:: Material shown ::

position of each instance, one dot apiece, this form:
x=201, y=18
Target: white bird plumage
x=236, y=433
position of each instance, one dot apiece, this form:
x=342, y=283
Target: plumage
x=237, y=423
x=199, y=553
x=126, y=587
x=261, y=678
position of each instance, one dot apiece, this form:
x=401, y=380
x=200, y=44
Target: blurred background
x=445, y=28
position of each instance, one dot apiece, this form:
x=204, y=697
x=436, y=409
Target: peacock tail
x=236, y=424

:::

→ **Exercise instructions**
Reproduce the data. Match each line exactly.

→ **Answer space**
position of each instance, one dot apiece, this form:
x=201, y=18
Target: white bird plumage
x=236, y=433
position of each instance, one dot apiece, this form:
x=342, y=283
Target: plumage
x=237, y=423
x=199, y=553
x=126, y=587
x=261, y=678
position of each instance, one dot apiece, this form:
x=401, y=380
x=200, y=44
Target: blurred background
x=445, y=28
position of each instance, one dot apiece, this form:
x=204, y=697
x=436, y=409
Target: peacock tail
x=236, y=424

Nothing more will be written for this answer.